#### [Exercise goal]
Replace "pinpoint" with "locate" throughout the lines below and change nothing else. Leave the pictures out of your answer.

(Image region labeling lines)
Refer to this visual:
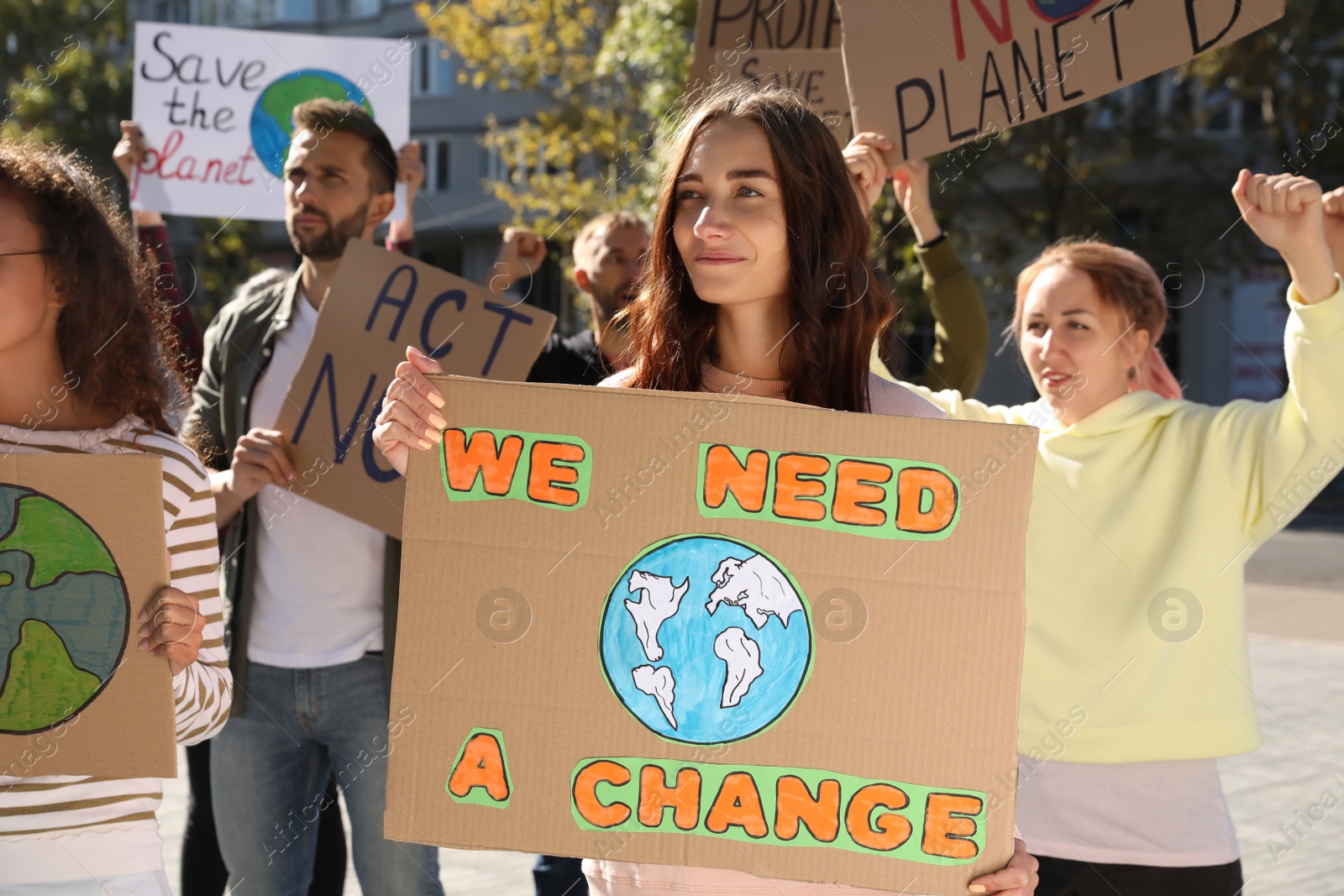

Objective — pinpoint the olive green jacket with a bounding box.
[872,235,990,398]
[183,273,402,716]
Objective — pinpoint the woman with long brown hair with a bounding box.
[375,80,1033,896]
[0,141,233,896]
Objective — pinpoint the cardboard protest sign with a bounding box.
[708,50,853,146]
[688,0,842,85]
[130,22,415,220]
[276,239,555,537]
[687,0,853,146]
[0,454,177,778]
[837,0,1284,161]
[386,378,1037,894]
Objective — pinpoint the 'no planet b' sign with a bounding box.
[130,22,415,220]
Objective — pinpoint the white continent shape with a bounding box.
[709,553,802,629]
[714,626,764,710]
[625,569,690,663]
[630,666,676,731]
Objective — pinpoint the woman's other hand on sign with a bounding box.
[891,159,942,246]
[387,139,425,244]
[844,132,892,213]
[1232,168,1339,305]
[112,121,164,227]
[210,426,296,528]
[481,227,546,296]
[970,840,1040,896]
[1321,186,1344,274]
[374,347,448,475]
[136,589,206,676]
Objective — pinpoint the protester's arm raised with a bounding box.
[374,347,448,475]
[1321,186,1344,274]
[891,160,990,395]
[1207,170,1344,542]
[481,227,546,296]
[112,121,164,227]
[387,139,425,249]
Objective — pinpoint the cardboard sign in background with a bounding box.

#### [Answer to the problem]
Refer to this visual:

Objective — locate the olive green jacket with a bounding box.
[872,235,990,398]
[183,273,402,716]
Objective — locate the woman with long brown hair with a bounding box.
[375,80,1033,896]
[0,141,233,896]
Objective — locate the cardboard protest sign with a bounding box.
[708,50,853,146]
[688,0,842,85]
[130,22,415,220]
[276,239,555,537]
[687,0,853,146]
[0,454,177,778]
[837,0,1284,161]
[386,378,1037,894]
Objective — locate the 'no planet b' sign with a bounding box.
[130,22,415,220]
Objective — locate the white continent shape with a bounding box.
[709,553,802,629]
[714,626,764,710]
[625,569,690,663]
[630,666,676,731]
Objective — locate the woman's other hand on sign with a bounding box.
[891,159,942,246]
[387,139,425,244]
[844,132,892,213]
[1232,168,1339,305]
[112,121,164,227]
[210,426,296,528]
[481,227,546,296]
[970,840,1040,896]
[1321,186,1344,274]
[374,347,448,475]
[136,589,206,676]
Objective — locate the protester's arm raised with a bounding box.
[374,347,448,475]
[1321,186,1344,274]
[891,160,990,395]
[1207,170,1344,542]
[481,227,546,296]
[112,121,164,227]
[387,139,425,249]
Objective — locate the cardboard sign in background with a bounding box.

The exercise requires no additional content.